**SOAL:**
Salin ulang baris-baris daftar di bawah ini tanpa perubahan, mulai dari awal daftar sampai baris yang memuat "positive clicks: (437, 340) (444, 314)", baris itu juga disertakan. Jangan masukkan gambar ke dalam jawaban.

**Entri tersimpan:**

○ ○ ○ ○ ○

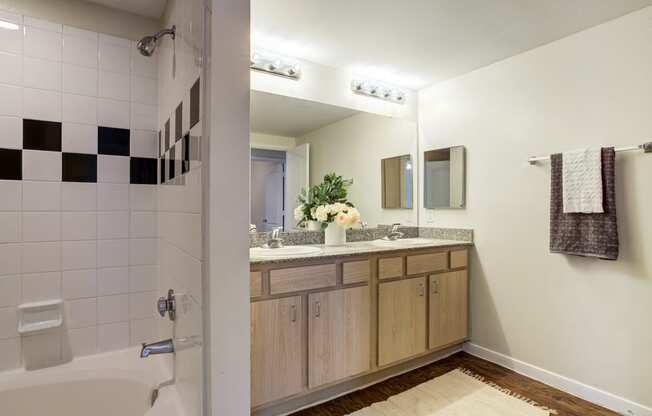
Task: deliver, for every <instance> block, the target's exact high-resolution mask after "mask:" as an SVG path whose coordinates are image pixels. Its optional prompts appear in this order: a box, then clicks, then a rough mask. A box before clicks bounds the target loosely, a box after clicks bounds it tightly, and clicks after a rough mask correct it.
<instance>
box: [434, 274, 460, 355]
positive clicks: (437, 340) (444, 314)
mask: <svg viewBox="0 0 652 416" xmlns="http://www.w3.org/2000/svg"><path fill="white" fill-rule="evenodd" d="M429 283H430V308H429V309H430V310H429V322H430V323H429V326H430V328H429V329H430V330H429V337H428V338H429V340H428V347H429V348H430V349H434V348H438V347H442V346H444V345H449V344H451V343H453V342H456V341H461V340H463V339H464V338H466V337H467V335H468V275H467V272H466V270H461V271H457V272H450V273H442V274H438V275H433V276H430V282H429Z"/></svg>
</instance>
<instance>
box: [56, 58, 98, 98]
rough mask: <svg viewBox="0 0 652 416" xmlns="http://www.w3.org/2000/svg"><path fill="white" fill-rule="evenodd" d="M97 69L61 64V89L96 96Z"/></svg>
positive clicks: (97, 80)
mask: <svg viewBox="0 0 652 416" xmlns="http://www.w3.org/2000/svg"><path fill="white" fill-rule="evenodd" d="M97 84H98V80H97V69H95V68H88V67H85V66H79V65H73V64H63V91H64V92H67V93H70V94H80V95H88V96H91V97H97Z"/></svg>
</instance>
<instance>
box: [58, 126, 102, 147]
mask: <svg viewBox="0 0 652 416" xmlns="http://www.w3.org/2000/svg"><path fill="white" fill-rule="evenodd" d="M61 150H63V151H64V152H72V153H89V154H97V126H94V125H89V124H78V123H66V122H64V123H63V126H62V131H61Z"/></svg>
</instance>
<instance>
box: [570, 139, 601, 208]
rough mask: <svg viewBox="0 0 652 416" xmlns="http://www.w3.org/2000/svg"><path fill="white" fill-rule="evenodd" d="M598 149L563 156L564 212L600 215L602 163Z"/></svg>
mask: <svg viewBox="0 0 652 416" xmlns="http://www.w3.org/2000/svg"><path fill="white" fill-rule="evenodd" d="M601 157H602V155H601V151H600V149H596V148H591V149H582V150H575V151H572V152H564V154H563V158H562V160H563V178H564V212H565V213H567V214H569V213H571V212H582V213H584V214H591V213H596V212H599V213H602V212H604V208H603V206H602V203H603V201H602V162H601Z"/></svg>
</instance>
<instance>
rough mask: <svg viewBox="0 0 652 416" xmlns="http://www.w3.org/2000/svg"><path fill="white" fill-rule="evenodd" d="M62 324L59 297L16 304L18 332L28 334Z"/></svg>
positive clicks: (48, 328)
mask: <svg viewBox="0 0 652 416" xmlns="http://www.w3.org/2000/svg"><path fill="white" fill-rule="evenodd" d="M61 325H63V301H62V300H61V299H55V300H46V301H43V302H31V303H23V304H22V305H18V333H19V334H21V335H28V334H31V333H34V332H40V331H45V330H47V329H52V328H59V327H60V326H61Z"/></svg>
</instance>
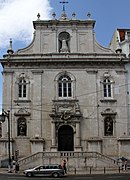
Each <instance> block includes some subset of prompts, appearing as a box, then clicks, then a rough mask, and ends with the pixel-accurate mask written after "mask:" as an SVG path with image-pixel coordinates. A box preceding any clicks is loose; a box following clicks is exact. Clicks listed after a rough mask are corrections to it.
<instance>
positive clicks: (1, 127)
mask: <svg viewBox="0 0 130 180" xmlns="http://www.w3.org/2000/svg"><path fill="white" fill-rule="evenodd" d="M1 137H2V123H1V122H0V138H1Z"/></svg>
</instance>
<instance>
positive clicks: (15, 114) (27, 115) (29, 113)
mask: <svg viewBox="0 0 130 180" xmlns="http://www.w3.org/2000/svg"><path fill="white" fill-rule="evenodd" d="M14 115H15V116H30V115H31V113H30V112H28V111H27V110H26V109H25V108H21V109H19V110H18V111H17V112H15V113H14Z"/></svg>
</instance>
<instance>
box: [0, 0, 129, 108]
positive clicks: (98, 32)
mask: <svg viewBox="0 0 130 180" xmlns="http://www.w3.org/2000/svg"><path fill="white" fill-rule="evenodd" d="M60 1H62V0H0V58H2V56H3V54H5V53H6V51H7V49H8V45H9V43H8V42H9V39H10V38H12V40H13V49H14V51H16V50H17V49H19V48H22V47H26V46H27V45H29V44H30V43H31V40H32V36H33V32H34V30H33V26H32V21H34V20H36V19H37V14H38V13H40V15H41V17H40V19H50V18H51V14H52V13H53V12H55V13H56V18H57V19H59V17H60V15H61V11H62V4H61V3H59V2H60ZM66 1H67V2H68V3H66V5H65V9H66V14H67V15H68V18H71V17H72V16H71V15H72V13H73V12H75V13H76V15H77V16H76V17H77V19H87V14H88V12H90V13H91V18H92V19H94V20H96V25H95V33H96V39H97V41H98V42H99V43H100V44H101V45H103V46H105V47H107V46H108V44H109V42H110V40H111V38H112V35H113V33H114V30H115V29H116V28H129V29H130V0H66ZM0 71H1V72H2V67H1V66H0ZM1 108H2V74H0V110H1Z"/></svg>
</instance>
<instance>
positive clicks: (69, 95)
mask: <svg viewBox="0 0 130 180" xmlns="http://www.w3.org/2000/svg"><path fill="white" fill-rule="evenodd" d="M71 89H72V88H71V83H68V97H71V96H72V92H71Z"/></svg>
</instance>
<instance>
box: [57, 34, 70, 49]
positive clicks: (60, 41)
mask: <svg viewBox="0 0 130 180" xmlns="http://www.w3.org/2000/svg"><path fill="white" fill-rule="evenodd" d="M69 40H70V35H69V33H68V32H61V33H60V34H59V51H60V52H69V51H70V49H69Z"/></svg>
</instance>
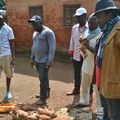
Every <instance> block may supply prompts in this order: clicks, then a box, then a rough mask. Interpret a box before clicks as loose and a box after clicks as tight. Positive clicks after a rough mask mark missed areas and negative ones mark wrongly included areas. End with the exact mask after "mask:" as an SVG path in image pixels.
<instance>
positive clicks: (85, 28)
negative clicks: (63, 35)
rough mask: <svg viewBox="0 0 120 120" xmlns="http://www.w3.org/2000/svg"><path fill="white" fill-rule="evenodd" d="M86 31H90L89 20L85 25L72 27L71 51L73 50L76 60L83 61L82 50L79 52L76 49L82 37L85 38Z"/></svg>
mask: <svg viewBox="0 0 120 120" xmlns="http://www.w3.org/2000/svg"><path fill="white" fill-rule="evenodd" d="M86 31H88V22H86V24H85V26H83V27H80V25H79V24H76V25H74V26H73V27H72V32H71V39H70V46H69V51H73V59H74V60H76V61H81V60H80V58H81V57H80V52H77V51H76V50H77V49H78V48H79V47H80V42H79V40H80V38H81V37H82V38H85V36H86V33H87V32H86Z"/></svg>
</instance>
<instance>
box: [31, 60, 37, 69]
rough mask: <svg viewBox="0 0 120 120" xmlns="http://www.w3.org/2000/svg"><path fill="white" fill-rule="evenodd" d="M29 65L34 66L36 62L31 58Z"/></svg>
mask: <svg viewBox="0 0 120 120" xmlns="http://www.w3.org/2000/svg"><path fill="white" fill-rule="evenodd" d="M31 67H32V68H36V62H35V61H34V60H31Z"/></svg>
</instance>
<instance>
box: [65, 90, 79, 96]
mask: <svg viewBox="0 0 120 120" xmlns="http://www.w3.org/2000/svg"><path fill="white" fill-rule="evenodd" d="M79 94H80V91H75V90H73V91H71V92H67V95H68V96H69V95H79Z"/></svg>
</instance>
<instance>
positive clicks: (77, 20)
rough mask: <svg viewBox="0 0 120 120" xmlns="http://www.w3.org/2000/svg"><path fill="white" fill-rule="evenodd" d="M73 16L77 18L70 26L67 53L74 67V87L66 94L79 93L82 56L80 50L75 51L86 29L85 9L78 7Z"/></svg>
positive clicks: (84, 36)
mask: <svg viewBox="0 0 120 120" xmlns="http://www.w3.org/2000/svg"><path fill="white" fill-rule="evenodd" d="M74 16H75V17H76V19H77V22H78V23H77V24H75V25H74V26H73V27H72V32H71V39H70V46H69V50H68V54H69V55H71V56H72V60H73V67H74V89H73V90H72V91H70V92H68V93H67V95H77V94H80V86H81V68H82V63H83V57H82V55H81V53H80V52H76V50H77V49H78V47H79V46H80V42H79V40H80V38H84V37H85V35H86V31H87V30H88V22H87V20H86V18H87V10H86V9H85V8H83V7H80V8H78V9H77V10H76V12H75V14H74Z"/></svg>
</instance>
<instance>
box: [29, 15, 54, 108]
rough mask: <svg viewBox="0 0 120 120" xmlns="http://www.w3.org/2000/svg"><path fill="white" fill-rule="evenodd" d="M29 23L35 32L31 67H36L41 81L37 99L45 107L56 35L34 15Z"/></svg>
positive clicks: (40, 104) (39, 102)
mask: <svg viewBox="0 0 120 120" xmlns="http://www.w3.org/2000/svg"><path fill="white" fill-rule="evenodd" d="M28 22H29V23H30V24H31V25H32V27H33V29H34V30H35V32H34V33H33V45H32V55H31V59H32V61H31V65H32V67H36V69H37V72H38V74H39V80H40V92H39V95H37V96H36V97H38V98H39V101H38V103H37V104H38V105H40V106H41V105H45V104H46V99H47V98H48V97H49V94H50V88H49V79H48V70H49V68H50V67H51V65H52V62H53V58H54V54H55V48H56V47H55V46H56V45H55V44H56V43H55V35H54V32H53V31H52V30H51V29H50V28H48V27H46V26H44V25H43V23H42V19H41V17H40V16H38V15H34V16H33V17H32V18H31V19H29V20H28Z"/></svg>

○ ○ ○ ○ ○

**HASIL LATIHAN:**
Task: deliver, for every <instance> block, the target's exact high-resolution mask after "mask:" as an SVG path whose coordinates are image pixels. Its optional prompts appear in this order: a box, then clicks, then a rough mask. A box before clicks bounds the target loosely, a box after clicks bounds it tightly, and clicks after a rough mask correct it.
<instance>
box: [434, 274, 460, 355]
positive clicks: (437, 340) (444, 314)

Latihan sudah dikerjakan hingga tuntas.